• **What the task requires**
Reproduce each line from the records that holds "sample".

━━━ Supplied data

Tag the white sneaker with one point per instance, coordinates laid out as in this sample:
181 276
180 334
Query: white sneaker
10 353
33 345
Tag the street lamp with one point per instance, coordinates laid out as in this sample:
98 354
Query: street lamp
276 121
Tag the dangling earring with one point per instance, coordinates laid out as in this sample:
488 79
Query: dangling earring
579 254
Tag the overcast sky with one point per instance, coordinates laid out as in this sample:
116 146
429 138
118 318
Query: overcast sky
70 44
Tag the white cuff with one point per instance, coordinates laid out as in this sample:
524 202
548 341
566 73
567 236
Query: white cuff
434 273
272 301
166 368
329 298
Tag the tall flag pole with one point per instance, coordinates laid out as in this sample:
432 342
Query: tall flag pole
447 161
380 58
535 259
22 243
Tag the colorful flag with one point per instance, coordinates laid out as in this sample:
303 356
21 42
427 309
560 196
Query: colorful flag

━━━━━━

• **Task result**
Tag the white sneaker with one point per instance, coordinates laid out as in this sample:
Tag the street lamp with one point per instance, coordinates laid out as in this sample:
Tag the dangling earring with one point per instance, coordinates laid out as in this sample:
Tag the overcast sky with one point per instance, coordinates laid out as in this sample:
Tag the white cuff with one point per instance, coordinates laid out as in this sample:
Tag the tall flag pole with one point per instance, coordinates laid out as in this sample:
Tag the colorful flag with one point per instance, coordinates laid out as in this sample:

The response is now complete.